## Description of the task
Rewrite the lines as a numbered list, starting with the line that contains "Traffic camera feed, intersection 14-B. Detect the wooden" and going on through the line that contains "[3,201,10,243]". Leave out any blank lines.

Items stored from a collection
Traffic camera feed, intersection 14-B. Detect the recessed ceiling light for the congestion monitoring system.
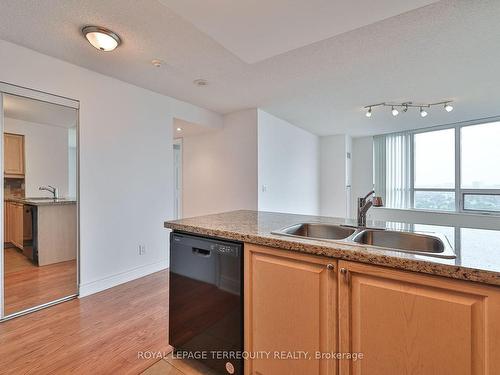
[82,26,122,52]
[193,78,208,86]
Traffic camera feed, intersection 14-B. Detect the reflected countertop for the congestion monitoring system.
[165,210,500,286]
[4,197,76,206]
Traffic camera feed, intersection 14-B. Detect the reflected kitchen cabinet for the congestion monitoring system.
[3,133,24,177]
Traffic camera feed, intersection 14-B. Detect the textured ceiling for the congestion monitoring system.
[160,0,436,64]
[3,95,77,128]
[0,0,500,136]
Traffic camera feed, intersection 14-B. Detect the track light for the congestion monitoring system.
[364,100,454,117]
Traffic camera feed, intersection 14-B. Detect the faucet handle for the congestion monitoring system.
[372,197,384,207]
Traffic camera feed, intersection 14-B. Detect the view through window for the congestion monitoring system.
[374,121,500,214]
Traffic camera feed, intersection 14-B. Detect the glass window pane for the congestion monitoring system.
[414,224,455,248]
[464,194,500,212]
[461,122,500,189]
[415,129,455,189]
[415,191,455,211]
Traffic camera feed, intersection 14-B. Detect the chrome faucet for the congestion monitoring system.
[358,190,384,227]
[38,185,59,199]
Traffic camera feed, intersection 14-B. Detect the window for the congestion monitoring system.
[374,121,500,214]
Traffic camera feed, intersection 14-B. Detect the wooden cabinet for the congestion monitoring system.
[339,261,500,375]
[244,244,337,375]
[3,133,24,177]
[244,244,500,375]
[3,201,10,243]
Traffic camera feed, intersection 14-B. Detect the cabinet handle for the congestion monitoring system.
[340,268,349,282]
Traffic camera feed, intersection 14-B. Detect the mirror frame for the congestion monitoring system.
[0,81,80,322]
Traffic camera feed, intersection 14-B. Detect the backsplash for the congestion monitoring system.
[3,178,24,198]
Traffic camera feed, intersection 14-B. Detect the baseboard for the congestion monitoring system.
[78,260,168,298]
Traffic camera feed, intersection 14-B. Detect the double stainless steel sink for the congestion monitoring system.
[272,223,456,259]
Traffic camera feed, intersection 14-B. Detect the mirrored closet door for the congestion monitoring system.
[0,84,78,318]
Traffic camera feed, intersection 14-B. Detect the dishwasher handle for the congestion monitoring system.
[191,247,211,258]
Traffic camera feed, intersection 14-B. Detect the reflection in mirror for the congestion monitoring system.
[3,94,78,316]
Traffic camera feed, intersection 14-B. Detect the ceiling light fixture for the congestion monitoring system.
[364,100,453,117]
[193,78,208,86]
[82,26,122,52]
[151,59,161,68]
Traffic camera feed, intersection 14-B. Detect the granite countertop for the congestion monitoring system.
[165,211,500,286]
[4,197,76,206]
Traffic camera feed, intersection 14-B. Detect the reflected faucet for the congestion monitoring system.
[38,185,59,199]
[358,190,384,227]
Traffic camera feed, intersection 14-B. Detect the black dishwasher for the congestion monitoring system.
[169,232,243,374]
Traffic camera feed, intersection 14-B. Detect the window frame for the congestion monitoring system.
[409,116,500,216]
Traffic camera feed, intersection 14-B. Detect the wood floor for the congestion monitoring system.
[0,271,170,375]
[4,248,77,315]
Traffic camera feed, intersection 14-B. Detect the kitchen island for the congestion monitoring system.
[165,211,500,375]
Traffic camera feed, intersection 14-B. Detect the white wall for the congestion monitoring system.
[182,109,257,217]
[320,135,351,218]
[258,110,319,215]
[0,40,223,295]
[4,118,69,197]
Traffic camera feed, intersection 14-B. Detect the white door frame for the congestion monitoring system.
[172,138,183,219]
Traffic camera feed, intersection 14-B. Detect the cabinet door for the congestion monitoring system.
[245,245,337,375]
[3,201,10,242]
[339,261,500,375]
[4,133,24,176]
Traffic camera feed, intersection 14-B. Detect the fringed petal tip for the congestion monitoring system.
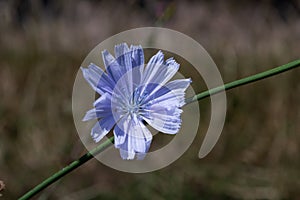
[120,149,147,160]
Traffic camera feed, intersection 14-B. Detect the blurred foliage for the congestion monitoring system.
[0,0,300,200]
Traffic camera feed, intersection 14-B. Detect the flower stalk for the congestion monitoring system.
[19,59,300,200]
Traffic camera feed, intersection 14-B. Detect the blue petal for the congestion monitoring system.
[93,93,112,118]
[91,115,115,142]
[145,79,192,107]
[141,51,179,102]
[82,108,97,121]
[143,105,182,134]
[81,63,115,94]
[142,79,191,134]
[114,115,152,159]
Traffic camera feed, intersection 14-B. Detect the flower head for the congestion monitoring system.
[81,43,191,159]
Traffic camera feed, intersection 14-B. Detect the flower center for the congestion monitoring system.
[127,104,139,114]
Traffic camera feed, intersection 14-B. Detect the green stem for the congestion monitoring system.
[20,60,300,200]
[186,60,300,104]
[19,137,114,200]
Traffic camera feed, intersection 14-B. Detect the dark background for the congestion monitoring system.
[0,0,300,200]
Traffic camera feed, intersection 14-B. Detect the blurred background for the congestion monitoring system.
[0,0,300,200]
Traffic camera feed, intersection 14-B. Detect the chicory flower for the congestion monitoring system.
[81,43,191,160]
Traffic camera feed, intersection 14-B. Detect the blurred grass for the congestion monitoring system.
[0,1,300,199]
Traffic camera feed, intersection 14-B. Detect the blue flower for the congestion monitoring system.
[81,43,191,159]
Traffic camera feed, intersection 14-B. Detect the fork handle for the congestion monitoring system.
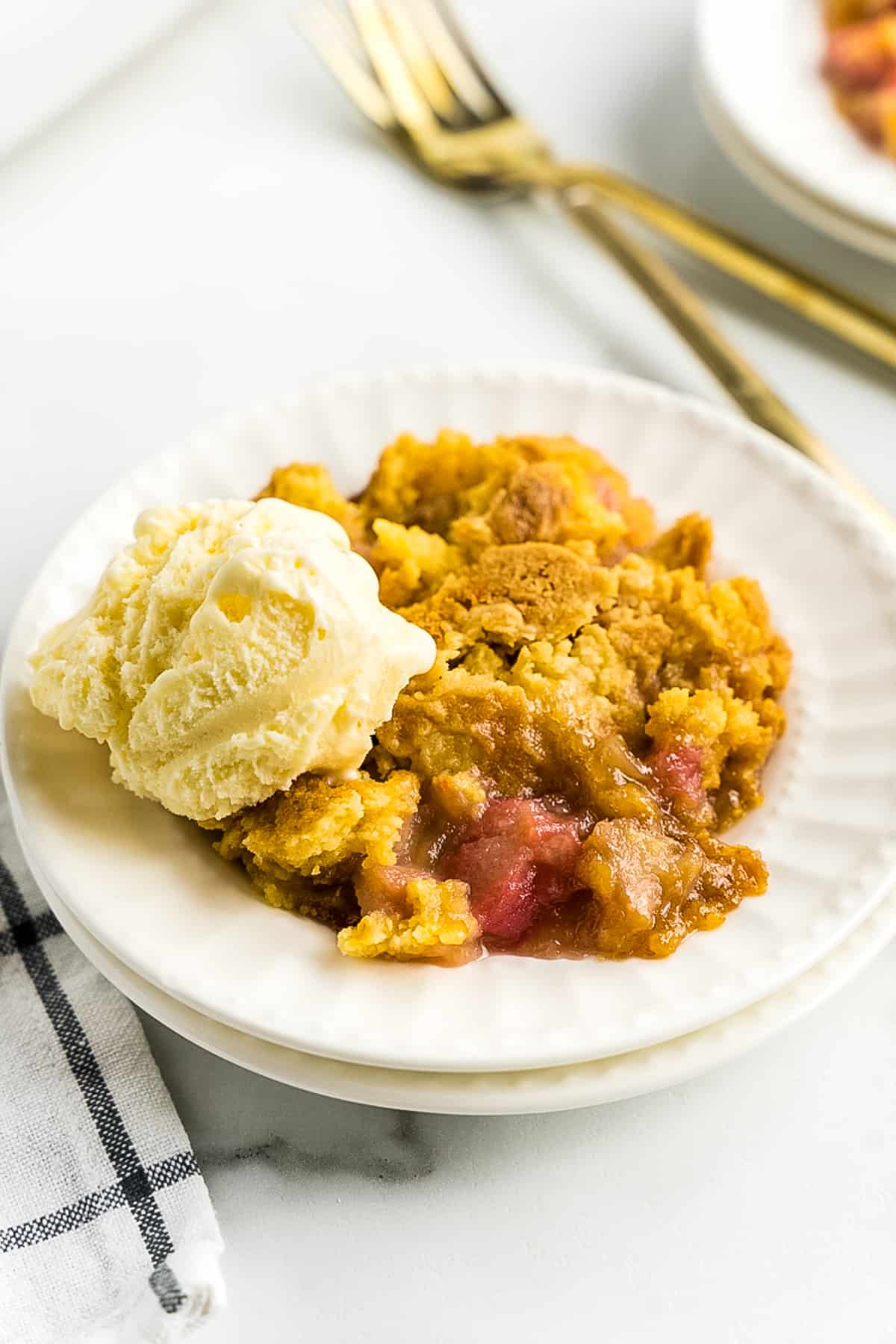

## Task output
1. Traffic camera feed, intersection 14-B. Detect the wooden cabinet for the congestion monitoring system.
2. [339,261,500,375]
3. [244,244,337,375]
4. [3,133,24,177]
5. [244,244,500,375]
6. [3,201,10,243]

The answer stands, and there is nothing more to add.